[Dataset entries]
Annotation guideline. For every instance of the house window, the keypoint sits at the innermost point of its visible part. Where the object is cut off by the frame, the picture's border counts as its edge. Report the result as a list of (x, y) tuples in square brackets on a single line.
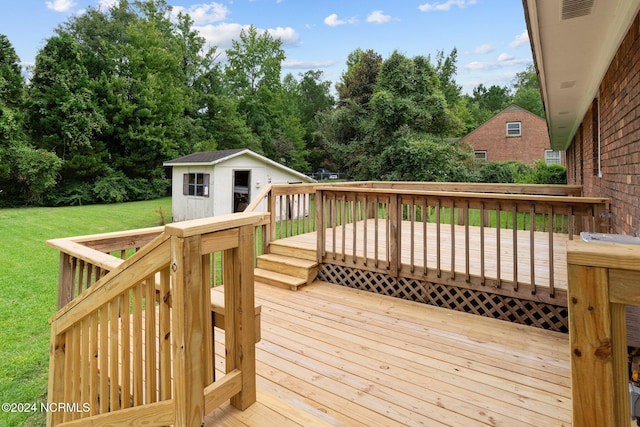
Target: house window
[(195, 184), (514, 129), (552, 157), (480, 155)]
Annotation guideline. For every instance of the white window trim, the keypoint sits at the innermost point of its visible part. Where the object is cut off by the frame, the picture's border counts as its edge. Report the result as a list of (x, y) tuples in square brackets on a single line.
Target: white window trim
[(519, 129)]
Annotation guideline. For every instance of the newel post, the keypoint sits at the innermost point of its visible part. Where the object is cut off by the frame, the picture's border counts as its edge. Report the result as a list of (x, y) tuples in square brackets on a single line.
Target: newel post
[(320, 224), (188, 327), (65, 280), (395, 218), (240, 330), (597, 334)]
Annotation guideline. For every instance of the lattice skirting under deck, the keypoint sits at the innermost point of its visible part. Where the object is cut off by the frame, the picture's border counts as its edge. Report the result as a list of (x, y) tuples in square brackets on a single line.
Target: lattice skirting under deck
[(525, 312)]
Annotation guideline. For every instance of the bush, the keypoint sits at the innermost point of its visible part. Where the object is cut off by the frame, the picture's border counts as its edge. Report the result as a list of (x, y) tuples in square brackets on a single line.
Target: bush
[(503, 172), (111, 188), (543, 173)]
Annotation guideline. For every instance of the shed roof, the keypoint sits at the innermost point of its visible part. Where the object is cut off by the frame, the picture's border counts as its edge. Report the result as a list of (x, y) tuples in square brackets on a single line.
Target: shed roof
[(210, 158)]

GOAL OF THE EXERCISE: Wherever the word "Annotation" appears in the data, return the whole line.

TASK RESPONSE:
Annotation guideline. For every instance of the house window, the keypoint sits at the innermost point of its visible part. Where the object is cut off by the frame, the picture's border counts as its edge. Report the result as a list of (x, y) tuples in square brackets on a single line.
Annotation guideline. For every instance of the white window trim, the keypoint sits at the innermost point of its visible part. Where the object is cut off by the frame, the picture's border counts as its edge. Report the result as a list of (x, y) tuples in square brackets on a single line.
Annotation guideline. For every instance of the newel post, the keypoint sits at the innermost point of its visible part. Where the object is cut off by the frame, the picture's border counts as its edge. Report the result as a list of (x, y) tuples in square brackets on a single line.
Annotation guideline. For every instance of the lattice skirting under deck, the keypoint sits at the innermost point of its visible part. Where the object is cut off by the frame, the picture's border counts as its edge. Report the result as a list of (x, y) tuples in square brackets on a single line.
Annotation guideline. For every instance of the bush, the keypoint sits at the innermost point of its visible part. Where the object is cut off by the frame, the picture's border counts as its edge. Report the result as a list of (x, y) tuples in square brackets on a single line.
Annotation guideline. For every instance of the shed roof, the keypoint sits at the innermost point of its visible part. Where the object is cut off by the frame, the picture's border counts as its edge. Report the result as a list of (x, y) tuples in square brackets on a single line.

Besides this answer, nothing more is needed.